■ Directions for this task ■
Update the rows, starting at the line that has "the person standing" and continuing through the end of the rows, so that "put a pin on" becomes "place a marker on" and nothing else changes. Return only those lines.
[start of Exercise input]
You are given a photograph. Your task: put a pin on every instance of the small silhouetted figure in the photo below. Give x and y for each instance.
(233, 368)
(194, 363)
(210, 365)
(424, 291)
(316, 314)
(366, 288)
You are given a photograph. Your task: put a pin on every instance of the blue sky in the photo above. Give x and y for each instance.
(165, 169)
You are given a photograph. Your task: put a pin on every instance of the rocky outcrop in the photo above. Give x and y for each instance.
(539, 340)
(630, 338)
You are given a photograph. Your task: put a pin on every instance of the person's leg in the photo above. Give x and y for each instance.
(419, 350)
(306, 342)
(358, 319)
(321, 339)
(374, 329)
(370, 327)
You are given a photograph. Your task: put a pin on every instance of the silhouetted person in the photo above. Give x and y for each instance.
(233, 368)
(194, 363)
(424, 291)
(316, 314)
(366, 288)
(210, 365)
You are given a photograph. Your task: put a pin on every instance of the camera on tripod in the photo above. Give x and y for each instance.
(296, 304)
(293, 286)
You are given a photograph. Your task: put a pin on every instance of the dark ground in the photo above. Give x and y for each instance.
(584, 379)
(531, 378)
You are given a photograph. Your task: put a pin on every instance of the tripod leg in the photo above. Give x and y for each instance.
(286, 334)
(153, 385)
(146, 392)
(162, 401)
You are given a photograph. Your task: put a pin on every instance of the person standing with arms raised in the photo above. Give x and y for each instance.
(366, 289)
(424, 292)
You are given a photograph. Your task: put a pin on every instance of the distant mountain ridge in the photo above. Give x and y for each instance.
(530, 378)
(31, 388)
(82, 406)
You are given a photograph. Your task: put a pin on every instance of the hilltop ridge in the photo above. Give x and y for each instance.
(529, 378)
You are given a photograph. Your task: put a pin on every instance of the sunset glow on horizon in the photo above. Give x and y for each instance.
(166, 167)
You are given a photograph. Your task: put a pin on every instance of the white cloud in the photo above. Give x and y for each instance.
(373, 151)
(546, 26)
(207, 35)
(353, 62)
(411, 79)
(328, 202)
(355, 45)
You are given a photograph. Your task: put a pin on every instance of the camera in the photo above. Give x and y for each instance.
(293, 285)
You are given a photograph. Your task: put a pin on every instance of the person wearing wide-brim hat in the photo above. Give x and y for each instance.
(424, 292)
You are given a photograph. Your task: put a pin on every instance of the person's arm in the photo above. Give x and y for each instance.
[end of Exercise input]
■ Full output ■
You are given a photograph. Your task: place a marker on every instance of the person standing with arms raised in the photo above. Give x and y for each instance.
(366, 289)
(424, 292)
You are given a photograph. Your task: place a marker on every instance of the distant mountain ridge in the photo above. Give x and y for each instance.
(530, 378)
(31, 388)
(82, 406)
You are given a photograph. Your task: place a marker on every instance of the hilltop ridge in the photo above. Give x and y for each instance.
(529, 378)
You are given a photograph. Your task: place a marker on every instance of the sunset glow on horizon in the photo above. Give x and y for each instance.
(166, 167)
You are given a photograph. Your task: place a marker on every instance of the white cloud in the photo above. Give x and y for each instance.
(373, 151)
(546, 26)
(207, 35)
(353, 62)
(411, 79)
(328, 202)
(355, 45)
You are given a photograph. Your task: place a marker on every instance of the camera in the photo above. Give x and y for each instance.
(293, 285)
You are given a photograph. Your task: place a marker on every instance of the person wearing wide-brim hat in the photo above. Give x and y for each instance.
(424, 292)
You are given a photograph. Your task: place a marker on every instance of the person's arm in the photo above. Give x and y for each instance.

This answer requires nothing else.